Excerpted text –
D. Polia, E. Angiulia, F. Remondinob

a Institute for the Protection and Security of the Citizens (IPSC), Joint Research Center (JRC), via Fermi, Ispra (VA),

Italy – (daniela.poli, emanuele.angiuli)@jrc.ec.europa.eu b 3D Optical Metrology Unit, Bruno Kessler Foundation (FBK), Trento, Italy

Web: http://3dom.fbk.eu, E-mail: [email protected]

Commission I, WG I/4

KEY WORDS: WorldView-2, radiometry, image orientation, DSM, 3D modeling, evaluation

ABSTRACT:

WorldView-2 (WV-2) is DigitalGlobe's latest very high resolution optical sensor. Launched on October 8, 2009, and fully

operational since January 5, 2010, it flies along a sun-synchronous orbit at an altitude of 770km. The sensor is able to acquire

panchromatic imagery at 0.46m ground resolution (0.52m at 20° off-nadir) and multispectral images in eight spectral bands at 1.8m

resolution. In addition to the four typical multispectral bands (blue, green, red, near infrared), the sensors scans the coastal (400-

450nm), yellow (585-625nm), red edge (705-745nm) and near infrared-2 (860-1040nm) bands. Stereo images can be planned thanks

to the ability of the sensor to rotate off-nadir up to +/-45°.

Data listing –
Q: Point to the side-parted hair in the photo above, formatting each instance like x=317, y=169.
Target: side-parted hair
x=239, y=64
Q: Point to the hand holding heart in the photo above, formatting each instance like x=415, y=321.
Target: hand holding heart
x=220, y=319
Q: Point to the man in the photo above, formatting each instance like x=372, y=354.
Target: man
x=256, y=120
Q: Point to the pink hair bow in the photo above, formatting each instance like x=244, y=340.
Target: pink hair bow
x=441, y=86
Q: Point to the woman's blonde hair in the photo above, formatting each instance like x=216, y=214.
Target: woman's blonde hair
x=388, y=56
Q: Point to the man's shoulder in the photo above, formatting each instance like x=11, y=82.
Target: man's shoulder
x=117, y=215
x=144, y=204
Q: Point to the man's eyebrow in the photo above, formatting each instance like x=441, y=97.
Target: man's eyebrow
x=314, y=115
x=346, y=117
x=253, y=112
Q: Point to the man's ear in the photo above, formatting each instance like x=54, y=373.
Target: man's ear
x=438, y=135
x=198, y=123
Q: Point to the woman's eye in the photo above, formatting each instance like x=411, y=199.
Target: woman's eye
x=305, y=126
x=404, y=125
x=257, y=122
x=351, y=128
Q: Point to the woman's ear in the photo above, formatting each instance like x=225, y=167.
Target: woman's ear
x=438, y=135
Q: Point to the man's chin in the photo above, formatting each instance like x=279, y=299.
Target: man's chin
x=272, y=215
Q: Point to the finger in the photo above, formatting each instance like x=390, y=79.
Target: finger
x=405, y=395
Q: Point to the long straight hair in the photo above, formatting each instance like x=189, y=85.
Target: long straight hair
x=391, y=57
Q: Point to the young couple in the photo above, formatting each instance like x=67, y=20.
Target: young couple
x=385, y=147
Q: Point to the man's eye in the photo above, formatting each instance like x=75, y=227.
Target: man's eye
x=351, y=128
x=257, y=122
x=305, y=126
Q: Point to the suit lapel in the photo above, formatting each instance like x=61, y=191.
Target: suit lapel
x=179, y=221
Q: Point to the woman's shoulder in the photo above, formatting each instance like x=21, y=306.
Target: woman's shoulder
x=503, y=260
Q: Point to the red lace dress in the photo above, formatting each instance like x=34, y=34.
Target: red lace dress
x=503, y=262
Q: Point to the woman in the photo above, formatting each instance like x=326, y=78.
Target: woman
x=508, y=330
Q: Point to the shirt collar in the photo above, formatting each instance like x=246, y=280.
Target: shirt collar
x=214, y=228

Set tasks –
• A. Copy the passage of the WorldView-2 text starting at "WorldView-2 (WV-2) is" and ending at "up to +/-45°.".
• B. Carry on the WorldView-2 text from the point where it stops.
The rows come from a different source than the WorldView-2 text.

Answers for the tasks –
• A.
WorldView-2 (WV-2) is DigitalGlobe's latest very high resolution optical sensor. Launched on October 8, 2009, and fully

operational since January 5, 2010, it flies along a sun-synchronous orbit at an altitude of 770km. The sensor is able to acquire

panchromatic imagery at 0.46m ground resolution (0.52m at 20° off-nadir) and multispectral images in eight spectral bands at 1.8m

resolution. In addition to the four typical multispectral bands (blue, green, red, near infrared), the sensors scans the coastal (400-

450nm), yellow (585-625nm), red edge (705-745nm) and near infrared-2 (860-1040nm) bands. Stereo images can be planned thanks

to the ability of the sensor to rotate off-nadir up to +/-45°.

• B.
This paper describes the preliminary analysis on WV-2 carried out at the EU Joint Research Center (JRC) in Ispra (Italy) by the

ISFEREA Team of the Institute for the Protection and Security of the Citizen (IPSC), and in collaboration with the Bruno Kessler

Foundation (FBK) in Trento (Italy). The purpose of the study is to evaluate the radiometric and geometric properties of the sensor

and its potentials for 3D information extraction. The images used for the analysis are a stereopair over North-West Italy, where

ISFEREA is establishing a testfield. The radiometry of the images is evaluated through different methods, including the estimation of

the noise level (standard deviation of the digital number) in homogeneous and non-homogeneous areas. The images are oriented with

RPC-based approach: using some GCP (ground control points), the given Rational Polynomial Coefficients (RPC) are improved with

an affine transformation to compensate residual systematic errors. For automatic 3D information assessment, a Digital Surface Model

(DSM) is generated with the SAT-PP software package and 3D building models are extracted semi-automatically with the

CyberCity-Modeler (CCM) package. The methodology and preliminary results are described and discussed.

1. INTRODUCTION

WorldView-2 (WV2), the latest satellite in DigitalGlobe’s

constellation, was launched on 8th October 2009 from

Vandenberg Air Force Base, CA (USA) and is fully operational

since 5th January 2010.

WV2 belongs to the family of very high resolution sensors, as it

is capable to reach a panchromatic ground resolution of less

than half meter (up to 0.46m ground sample distance – GSD- at

nadir) and a multispectral resolution up to 1.84m, although

images are distributed at 0.50m GSD (panchromatic), and

1.84m (multispectral).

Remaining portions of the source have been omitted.